**CONSEGNA:** Trascrivi senza modifiche la parte del testo sulla Francigena d'oltremare che comincia con "Per molti pellegrini" e termina con "politici del pianeta.".

**SEZIONE DEL DOCUMENTO:**
La Francigena d'oltremare

Per molti pellegrini (e non solo loro) il viaggio sulla Via Romea non si fermava nell'Urbe, ma proseguiva da Otranto fino in Terrasanta. La meta era Gerusalemme, oggi come allora luogo cruciale negli equilibri sociali e politici del pianeta.

Indice dell'itinerario

La luce della prima mattina è splendente, e i marmi bianchi delle moschee brillano insieme al blu profondo delle maioliche della Cupola della Roccia. Il panorama su Gerusalemme si apre da un lato sul grigio e ocra della valle del Kidron e del Monte degli Olivi, dall’altro sui tetti della città vecchia. All’interno della cupola, costruita nel VII secolo, si trova una delle reliquie più importanti del mondo: la pietra sacra su cui Abramo avrebbe condotto i suoi sacrifici e da dove il profeta Maometto – la cui impronta si dice sia rimasta sulla roccia – avrebbe preso il volo insieme all’arcangelo Gabriele.
Non sono molti i visitatori che si muovono spediti sulla spianata delle moschee, mentre a pochi metri da qui, più in basso, i fedeli di religione ebraica si affollano davanti ai resti della muraglia dell’antico tempio, celebre in tutto il mondo con il nome di Muro del Pianto. Il cuore della città tre volte santa batte forte e, anche se ci si siede all’ombra degli alti cipressi della spianata, è facile sentirsi al centro di una storia e di una fede che possono sembrare troppo grandi e imponenti. Non è facile essere semplici turisti, tra queste pietre: qui si sono alternati Salomone e le legioni romane, i Templari e Saladino, gli inglesi, i giordani e gli israeliani, in un turbine di avvenimenti che non può che lasciare il segno.
Attorcigliata su sé stessa ai piedi del monte, la città vecchia si raggiunge lasciando le moschee attraverso la Porta della Catena, e appare decisamente più umana. Affollata di venditori di souvenir di banchetti di pane, datteri, arance. Permeata di odori forti e speziati e di suoni di passi, risate, grida di venditori, motori di trattori che trascinano i carretti nei vicoli. Costeggiando la muraglia del monte verso nord, è facile perdersi ma non è difficile raggiungere infine la Via Dolorosa: cioè la strada che, entrando in città attraverso la Porta di Santo Stefano, serpeggia con salite e discese, strette curve e tratti affollati attraverso il quartiere musulmano per raggiungere il Santo Sepolcro.

**MATERIALE DI PARTENZA:**
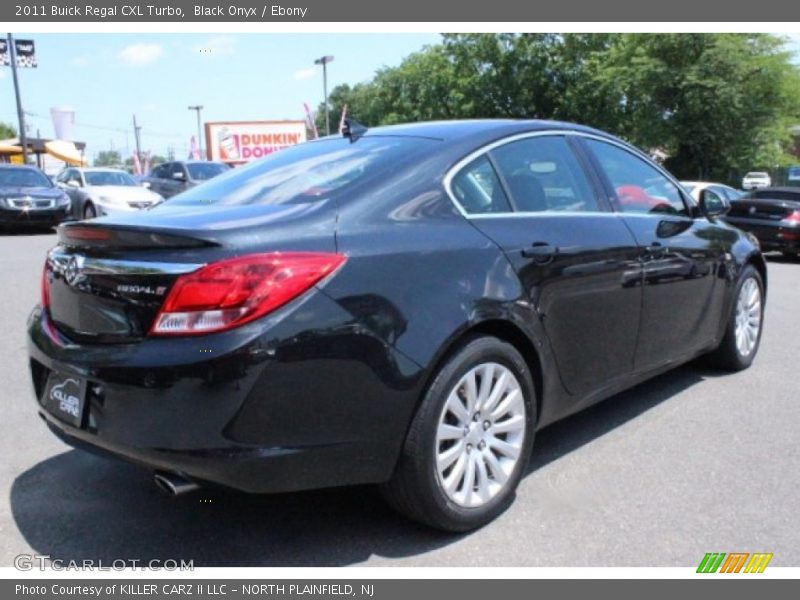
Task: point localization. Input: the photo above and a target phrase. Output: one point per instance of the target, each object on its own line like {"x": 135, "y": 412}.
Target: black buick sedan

**RISPOSTA ALLA CONSEGNA:**
Per molti pellegrini (e non solo loro) il viaggio sulla Via Romea non si fermava nell'Urbe, ma proseguiva da Otranto fino in Terrasanta. La meta era Gerusalemme, oggi come allora luogo cruciale negli equilibri sociali e politici del pianeta.